Когда мы прощались, месье Карвальо подарил мне на добрую память репродукцию с портрета, который привел меня к нему. Теплота оказанного нам приема рассеяла все сожаления о нашей неловкости.
В тот же вечер мы приехали в Биарриц. Страна басков, которую я видел впервые, сразу покорила меня. Но все же я не был намерен задерживаться там. Мне хотелось поскорее отвезти Ирину в Лондон, где мы решили поселиться. Во время этого краткого пребывания в Биаррице мы съездили в Сан-Себастьян – посмотреть на бой быков. Это зрелище, новое для меня, показалось мне одновременно и ужасным, и великолепным.
Несколько дней спустя мы уже были в Лондоне, в нашей квартире в Найтсбридже. Здесь мы узнали, что великая княгиня Ксения покинула Букингемский дворец и устроилась с детьми в особняке в Кенсингтоне.
* * *
В России к концу этого, 1919-го, года генерал Деникин, тесня большевиков, продвигался к Москве, а генерал Юденич наступал на Петербург. Увы, надежды, порожденные этими успехами белых армий, вскоре рухнули: генерал Юденич, достигший уже пригородов северной столицы, был разбит и в ноябре потерпел окончательное поражение. Со своей стороны, генерал Деникин был близок к соединению с Сибирской армией адмирала Колчака. Несколько кавалеристов деникинской армии, посланные в разведку, даже встретились с дозорными армии Колчака. Но когда связь двух армий, казалось, была почти установлена, большевики сумели этому помешать.
Ввиду весьма неопределенного будущего вставала насущная задача: спасти наших соотечественников-беженцев. По приезде в Лондон я установил отношения с графом Павлом Игнатьевым, президентом русского Красного Креста. Прежде всего надо было организовать собственные мастерские, чтобы дать работу беженцам, и поставлять Белой армии белье и теплую одежду. Любезная англичанка, миссис Лок, предоставила нам помещение на Белгрейв-сквер. А еще я заручился поддержкой графини Карловой, вдовы герцога Георга Мекленбург-Стрелицкого. Эта почтенная женщина, энергичная и умная, любезная и уважаемая всей русской колонией, сразу же согласилась возглавить наше предприятие. Нам помогали также оба моих шурина, Федор и Никита, и многие из наших английских друзей.

Цель задания >>
Ответьте по отрывку на вопросы, пометив ответы теми же буквами.
(a) В каком городе автор и Ирина решили поселиться?
(b) Куда они съездили во время пребывания в Биаррице и зачем?
(c) Кто предоставил помещение на Белгрейв-сквер?

Исходные данные >>
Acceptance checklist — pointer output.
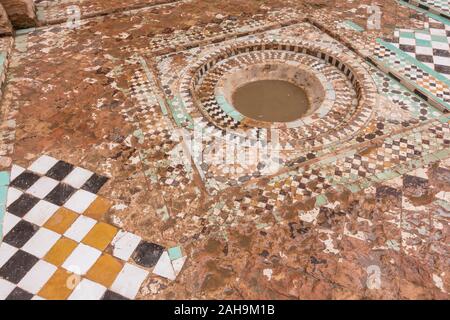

Результат >>
(a) В Лондоне.
(b) В Сан-Себастьян, чтобы посмотреть на бой быков.
(c) Миссис Лок, любезная англичанка.